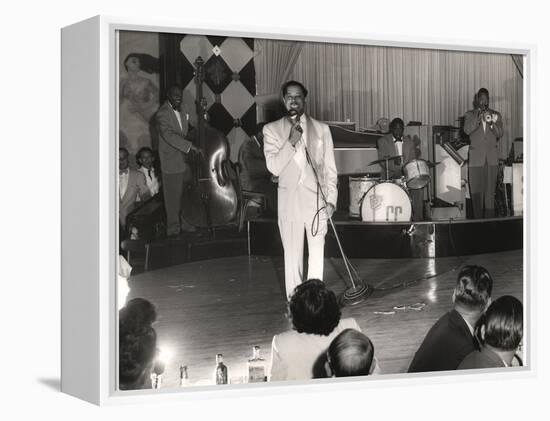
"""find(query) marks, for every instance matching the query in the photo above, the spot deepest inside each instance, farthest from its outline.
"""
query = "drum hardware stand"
(358, 291)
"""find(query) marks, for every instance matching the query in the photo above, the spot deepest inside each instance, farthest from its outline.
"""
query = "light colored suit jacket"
(483, 144)
(137, 187)
(173, 146)
(279, 155)
(293, 354)
(386, 149)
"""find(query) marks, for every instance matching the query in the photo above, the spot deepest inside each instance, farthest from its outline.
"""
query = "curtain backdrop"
(365, 83)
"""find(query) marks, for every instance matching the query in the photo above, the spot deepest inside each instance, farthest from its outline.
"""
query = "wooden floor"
(228, 305)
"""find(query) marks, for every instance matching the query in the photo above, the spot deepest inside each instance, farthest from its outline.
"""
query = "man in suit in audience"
(301, 201)
(131, 187)
(395, 144)
(484, 126)
(451, 338)
(174, 150)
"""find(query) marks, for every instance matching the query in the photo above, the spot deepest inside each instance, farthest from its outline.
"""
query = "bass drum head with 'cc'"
(386, 202)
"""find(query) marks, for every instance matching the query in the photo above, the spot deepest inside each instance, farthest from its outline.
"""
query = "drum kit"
(387, 201)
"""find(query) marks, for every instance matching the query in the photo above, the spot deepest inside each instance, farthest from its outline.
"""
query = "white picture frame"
(89, 207)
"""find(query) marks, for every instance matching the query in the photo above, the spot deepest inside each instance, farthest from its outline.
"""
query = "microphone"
(293, 114)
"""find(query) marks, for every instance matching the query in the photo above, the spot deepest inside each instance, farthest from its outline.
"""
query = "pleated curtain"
(435, 87)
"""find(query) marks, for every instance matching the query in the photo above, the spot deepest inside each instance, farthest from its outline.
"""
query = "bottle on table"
(220, 374)
(256, 367)
(184, 376)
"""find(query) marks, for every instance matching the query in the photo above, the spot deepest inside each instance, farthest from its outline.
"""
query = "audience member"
(451, 338)
(500, 331)
(316, 320)
(351, 353)
(145, 159)
(131, 186)
(137, 344)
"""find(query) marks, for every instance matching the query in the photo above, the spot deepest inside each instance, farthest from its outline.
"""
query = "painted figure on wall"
(139, 100)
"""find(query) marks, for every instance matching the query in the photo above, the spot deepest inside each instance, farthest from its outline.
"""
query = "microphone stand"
(358, 291)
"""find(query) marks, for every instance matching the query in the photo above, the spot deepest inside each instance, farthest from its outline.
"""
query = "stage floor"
(228, 305)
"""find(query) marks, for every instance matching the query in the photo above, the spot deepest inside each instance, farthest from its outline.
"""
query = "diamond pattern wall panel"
(236, 53)
(230, 81)
(193, 46)
(217, 74)
(236, 137)
(236, 99)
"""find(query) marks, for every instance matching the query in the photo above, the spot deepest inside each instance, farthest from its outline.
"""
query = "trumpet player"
(484, 126)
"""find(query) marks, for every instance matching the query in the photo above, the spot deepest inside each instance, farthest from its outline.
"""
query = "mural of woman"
(139, 100)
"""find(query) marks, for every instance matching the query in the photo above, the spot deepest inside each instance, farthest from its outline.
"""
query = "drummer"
(405, 149)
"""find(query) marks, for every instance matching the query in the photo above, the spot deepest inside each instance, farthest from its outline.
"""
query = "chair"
(247, 198)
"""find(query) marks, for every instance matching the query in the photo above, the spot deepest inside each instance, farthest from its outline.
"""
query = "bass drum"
(358, 186)
(386, 202)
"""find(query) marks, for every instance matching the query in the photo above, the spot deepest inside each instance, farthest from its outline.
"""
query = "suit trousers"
(483, 181)
(292, 237)
(417, 202)
(173, 186)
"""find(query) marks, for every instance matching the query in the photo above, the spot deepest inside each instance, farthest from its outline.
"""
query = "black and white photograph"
(275, 210)
(292, 211)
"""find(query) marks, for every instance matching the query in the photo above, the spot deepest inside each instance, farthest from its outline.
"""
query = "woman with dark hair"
(137, 344)
(499, 332)
(139, 100)
(315, 316)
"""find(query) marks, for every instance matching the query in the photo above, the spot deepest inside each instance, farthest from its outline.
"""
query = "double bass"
(212, 198)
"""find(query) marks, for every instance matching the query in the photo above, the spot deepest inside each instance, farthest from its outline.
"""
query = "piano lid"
(344, 138)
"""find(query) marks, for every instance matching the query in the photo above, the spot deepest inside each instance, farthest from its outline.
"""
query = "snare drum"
(358, 186)
(417, 173)
(386, 202)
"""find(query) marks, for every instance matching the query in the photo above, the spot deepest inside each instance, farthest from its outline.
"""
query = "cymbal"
(378, 161)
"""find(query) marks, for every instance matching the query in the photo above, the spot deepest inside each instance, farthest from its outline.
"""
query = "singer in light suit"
(297, 147)
(484, 126)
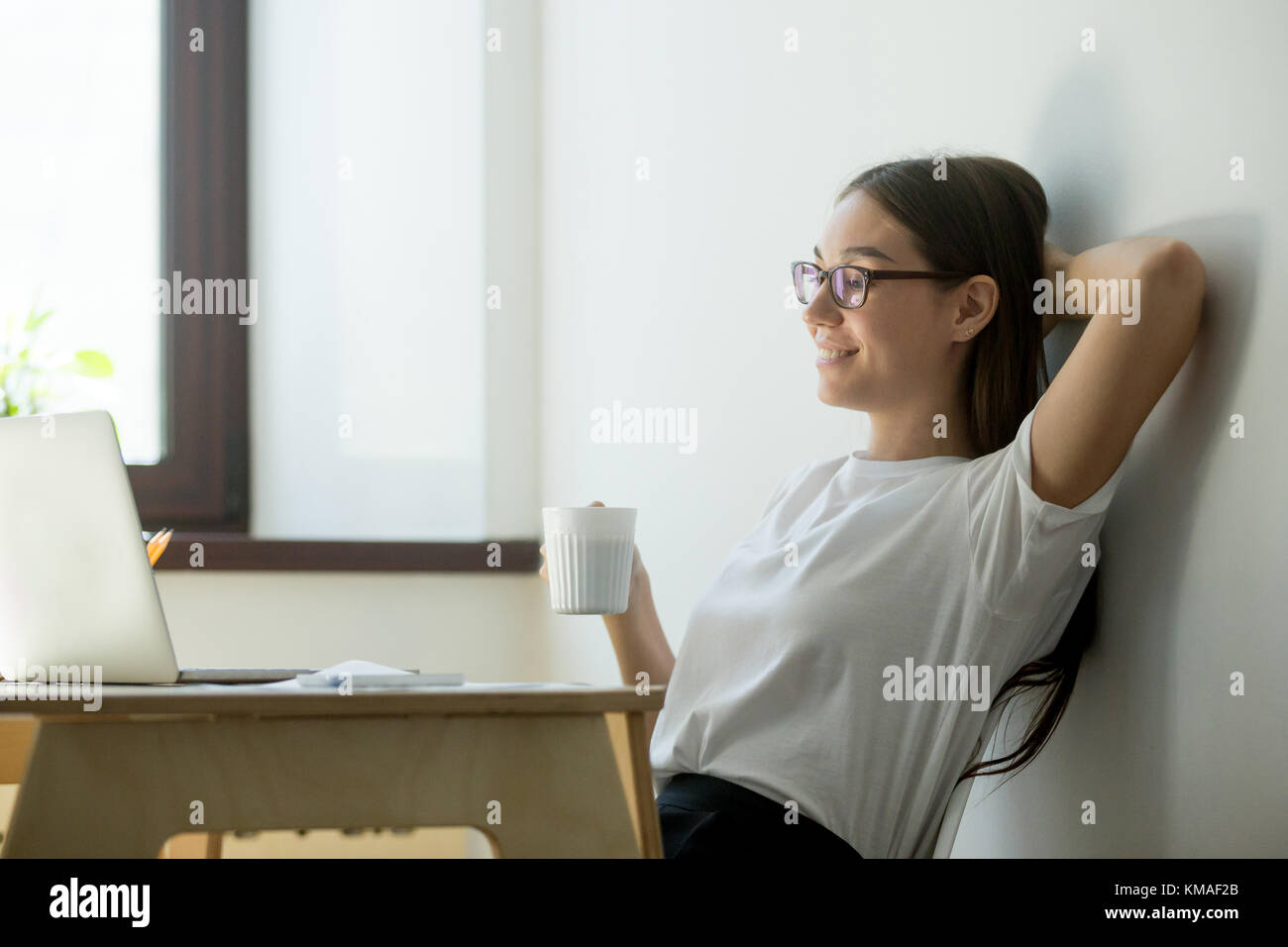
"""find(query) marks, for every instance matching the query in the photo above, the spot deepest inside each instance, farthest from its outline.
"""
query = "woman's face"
(901, 338)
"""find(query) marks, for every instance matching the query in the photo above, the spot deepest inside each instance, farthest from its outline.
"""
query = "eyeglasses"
(850, 283)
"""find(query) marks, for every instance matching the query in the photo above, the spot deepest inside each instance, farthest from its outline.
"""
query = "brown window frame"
(201, 486)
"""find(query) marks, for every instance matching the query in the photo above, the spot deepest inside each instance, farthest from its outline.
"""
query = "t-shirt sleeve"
(1024, 551)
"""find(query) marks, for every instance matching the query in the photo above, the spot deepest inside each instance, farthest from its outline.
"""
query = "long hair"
(987, 215)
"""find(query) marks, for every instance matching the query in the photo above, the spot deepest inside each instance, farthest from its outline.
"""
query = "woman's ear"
(979, 299)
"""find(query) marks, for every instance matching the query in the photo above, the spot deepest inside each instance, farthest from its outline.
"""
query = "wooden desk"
(533, 770)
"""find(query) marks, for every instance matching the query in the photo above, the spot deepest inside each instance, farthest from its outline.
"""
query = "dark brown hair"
(987, 215)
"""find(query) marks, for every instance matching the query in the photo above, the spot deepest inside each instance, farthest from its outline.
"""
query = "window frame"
(201, 486)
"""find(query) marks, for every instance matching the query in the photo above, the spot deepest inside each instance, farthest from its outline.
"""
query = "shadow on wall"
(1122, 741)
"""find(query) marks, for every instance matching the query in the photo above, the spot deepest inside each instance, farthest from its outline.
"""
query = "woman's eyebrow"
(858, 252)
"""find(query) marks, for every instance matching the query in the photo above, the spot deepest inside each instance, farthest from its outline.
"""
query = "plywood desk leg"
(642, 776)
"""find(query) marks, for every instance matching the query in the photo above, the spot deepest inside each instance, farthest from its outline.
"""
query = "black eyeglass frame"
(868, 275)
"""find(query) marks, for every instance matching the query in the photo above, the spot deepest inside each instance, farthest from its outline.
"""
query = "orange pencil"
(158, 544)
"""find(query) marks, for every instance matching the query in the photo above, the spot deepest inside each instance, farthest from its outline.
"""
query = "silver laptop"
(75, 583)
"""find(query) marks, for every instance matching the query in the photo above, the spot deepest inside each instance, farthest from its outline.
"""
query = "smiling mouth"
(833, 356)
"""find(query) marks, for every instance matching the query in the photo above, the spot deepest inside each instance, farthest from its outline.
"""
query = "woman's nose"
(820, 311)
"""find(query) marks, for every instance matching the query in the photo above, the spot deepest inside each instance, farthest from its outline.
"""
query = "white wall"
(746, 146)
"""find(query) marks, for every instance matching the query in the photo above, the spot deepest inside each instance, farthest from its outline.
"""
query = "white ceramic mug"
(589, 557)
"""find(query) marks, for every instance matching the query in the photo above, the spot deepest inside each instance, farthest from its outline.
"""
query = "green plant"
(30, 371)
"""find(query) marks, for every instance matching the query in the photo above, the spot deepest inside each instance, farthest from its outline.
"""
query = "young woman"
(965, 536)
■ ■ ■ ■
The problem ->
Quote each entry above verbatim and drop the pictures.

Answer for this exercise ->
"""find(query) marks, for every instance matching the query in the photo above, the spot deepest inside each instance, farthest from its outline.
"""
query = "drum hardware stand"
(358, 291)
"""find(query) marks, for every instance matching the query in the photo above, the spot deepest inside each instance, farthest from its outline.
"""
query = "light colored suit jacket"
(483, 144)
(137, 187)
(173, 146)
(279, 155)
(293, 354)
(386, 149)
"""find(query) marks, for every instance matching the query in the photo above, the spot deepest inside each instance, farthest from its outline.
"""
query = "curtain backdrop"
(365, 83)
"""find(query) marks, for every instance matching the query in the photo above, the spot deepest inside each instance, farthest from its outline.
"""
query = "wooden floor"
(228, 305)
"""find(query) marks, for every instance matching the query in the photo above, the spot deepest inside each instance, farthest from its outline.
"""
query = "man in suit in audience"
(301, 201)
(131, 187)
(395, 144)
(484, 126)
(451, 338)
(174, 150)
"""find(query) marks, for every instance matching the query in the photo above, the spot deepest inside each instance, farthest from its outline.
"""
query = "bass drum head with 'cc'"
(386, 202)
"""find(query) marks, for every instance matching the query in the photo above, the spot deepest inside each instance, farthest from its outline.
"""
query = "drum kit"
(387, 201)
"""find(query) marks, for every instance matching the query in the photo above, the spot deepest inside each instance, farthest from its outline.
"""
query = "white picture frame"
(89, 207)
"""find(query) marks, for every instance matching the query in the photo above, the spot deepest inside each instance, farthest from its outline.
"""
query = "microphone"
(293, 114)
"""find(query) marks, for every instance matching the query in the photo above, the spot deepest inside each instance, farthest from its outline.
"""
query = "pleated curtain"
(435, 87)
"""find(query) marks, for every instance matching the query in the photo above, the spot deepest inside each instance, farthest from its outline.
"""
query = "bottle on table"
(220, 374)
(256, 367)
(184, 376)
"""find(query) marks, for every instance matching the query in the photo above, the spot deepest inside each instance, farthest from its outline.
"""
query = "audience member"
(451, 338)
(500, 331)
(316, 320)
(351, 353)
(145, 159)
(131, 186)
(137, 344)
"""find(query) marks, for every instance matching the query in the photo above, the spot deepest inside each instance, farthest from its outline.
"""
query = "painted figure on wall"
(139, 100)
"""find(query) marks, for every instance matching the query in the photo above, the spot deepest inside each instance, farthest from its outline.
"""
query = "microphone stand"
(358, 291)
"""find(query) marks, for every instance matching the query in the photo above, the spot deepest inside each instance, farthest from its outline.
"""
query = "stage floor"
(228, 305)
"""find(query) marks, for every instance matching the query in the photo above, the spot deepest inside each instance, farthest from its outline.
"""
query = "diamond pattern wall panel"
(236, 53)
(230, 81)
(193, 46)
(217, 74)
(236, 137)
(236, 99)
"""find(query) marks, for every instance matching the query in the photo above, the spot deepest inside each instance, farthest from its outline.
"""
query = "trumpet player"
(484, 126)
"""find(query) marks, for every instance matching the query in the photo above, the spot deepest inside each instance, farthest from its outline.
"""
query = "mural of woman"
(139, 100)
"""find(query) marks, for every instance matching the query in the photo above, the spot deepest inside each instance, farthest from its outline.
"""
query = "drummer"
(405, 149)
"""find(query) marks, for every instance matching the query in the photo above, the spot deepest inside each instance, farthest from its outline.
"""
query = "chair"
(247, 198)
"""find(query) marks, for every instance matching the query in the photo above, the spot deepest inside each instance, farthest from its outline.
"""
query = "bass drum"
(358, 186)
(386, 202)
"""find(query) marks, for every instance matching the query in the photo above, the spot deepest inside each instance, farthest from its outline.
"""
query = "suit trousers"
(483, 181)
(292, 237)
(417, 202)
(173, 186)
"""find(query) marks, for every instance matching the query in the photo above, the spot deepest inside each instance, farthest from its outline.
"""
query = "black and white photograph"
(275, 210)
(292, 211)
"""find(query) marks, for every instance matching the query in the photo above, the spot deepest inside each instance, farthest from its outline.
"""
query = "woman with dark hair"
(137, 344)
(499, 332)
(139, 100)
(315, 316)
"""find(query) marks, for every instance matching the query in the photo above, the spot deepest inside each instance, farthest from its outline.
"""
query = "double bass"
(212, 198)
"""find(query) marks, for every instance matching the query in the photo above, the spot deepest inside each instance, farthest from its outline.
"""
query = "piano lid"
(344, 138)
"""find(query) marks, for every instance matching the query in the photo above, the spot deepest inside each instance, farthest from its outline.
"""
query = "snare drum"
(358, 186)
(417, 173)
(386, 202)
"""find(query) marks, for every instance matching the query in the photo above, the spot deepest inside each instance, farthest from its outline.
"""
query = "cymbal"
(378, 161)
"""find(query) marks, for every instance matching the query in the photo above, the spot deepest inside each instance, farthest from its outline.
"""
query = "singer in light suit"
(297, 147)
(484, 126)
"""find(query) marks, for every instance matching the query in the photo above, the spot deepest inside each instance, farthest from its outline.
"""
query = "woman's face"
(901, 338)
"""find(query) marks, for every instance matching the query in the photo above, the spot deepest inside each instance, farthest from its outline.
"""
query = "eyeglasses"
(850, 283)
"""find(query) marks, for every instance matching the query in the photo above, the spot deepest inside each instance, farthest from its outline.
"""
query = "brown window frame"
(201, 486)
"""find(query) marks, for every instance matching the query in the photo above, the spot deepest inside each instance, farthest from its outline.
"""
query = "t-shirt sleeve"
(1024, 551)
"""find(query) marks, for every instance matching the query in the photo above, the spot deepest inside each instance, farthest from its outline.
"""
query = "long hair"
(987, 215)
"""find(query) marks, for every instance matching the query in the photo above, the spot deepest inside each instance, farthest from its outline.
"""
query = "woman's ear"
(979, 299)
"""find(query) marks, for every instance matching the query in the photo above, the spot deepest inside each instance, farthest from its outline.
"""
query = "wooden desk"
(533, 770)
"""find(query) marks, for every instance matching the query in the photo above, the spot deepest inside each instance, farthest from its outline.
"""
query = "dark brown hair"
(987, 215)
"""find(query) marks, for every instance matching the query in the photo above, the spot deepest inside each instance, farthest from its outline.
"""
query = "window frame"
(201, 486)
"""find(query) marks, for every instance matching the query in the photo above, the spot deepest inside each instance, farthest from its outline.
"""
query = "shadow on wall"
(1122, 741)
"""find(query) marks, for every instance matching the query in the photo above, the spot deepest inside each instance, farthest from its outline.
"""
query = "woman's eyebrow"
(858, 252)
"""find(query) marks, for every instance matching the query in the photo above, the spot deepest inside each instance, farthest from its outline.
"""
query = "plywood desk leg"
(642, 776)
"""find(query) marks, for every instance matching the query in the photo above, the spot deepest inside each instance, farthest from its outline.
"""
query = "black eyeglass frame"
(868, 275)
"""find(query) marks, for every instance matching the query in the photo above, the spot deepest inside each instance, farthest from its outline.
"""
query = "orange pencil"
(158, 544)
"""find(query) marks, for every instance matching the query in the photo above, the spot deepest inside each instance, farthest from its outline.
"""
query = "silver laptop"
(75, 583)
"""find(query) marks, for every instance matching the query in the photo above, the spot deepest inside each instance, farthest from its outline.
"""
query = "smiling mouth"
(833, 356)
"""find(query) marks, for every instance matching the query in the photo above, the spot deepest inside each instance, farthest from its outline.
"""
query = "woman's nose"
(820, 311)
"""find(query) marks, for every instance matching the query in the photo above, the spot deepest inside each instance, farthest from its outline.
"""
query = "white wall"
(746, 146)
"""find(query) marks, for every instance matching the query in the photo above, the spot deepest inside each instance, farthest from its outline.
"""
query = "white ceramic mug"
(589, 557)
"""find(query) marks, for every instance matching the query in the photo above, the spot deepest inside each instance, farthest from its outline.
"""
query = "green plant"
(30, 371)
"""find(query) marks, for every instance matching the query in the photo above, the spot deepest inside each instance, farthest from its outline.
"""
query = "young woman"
(965, 536)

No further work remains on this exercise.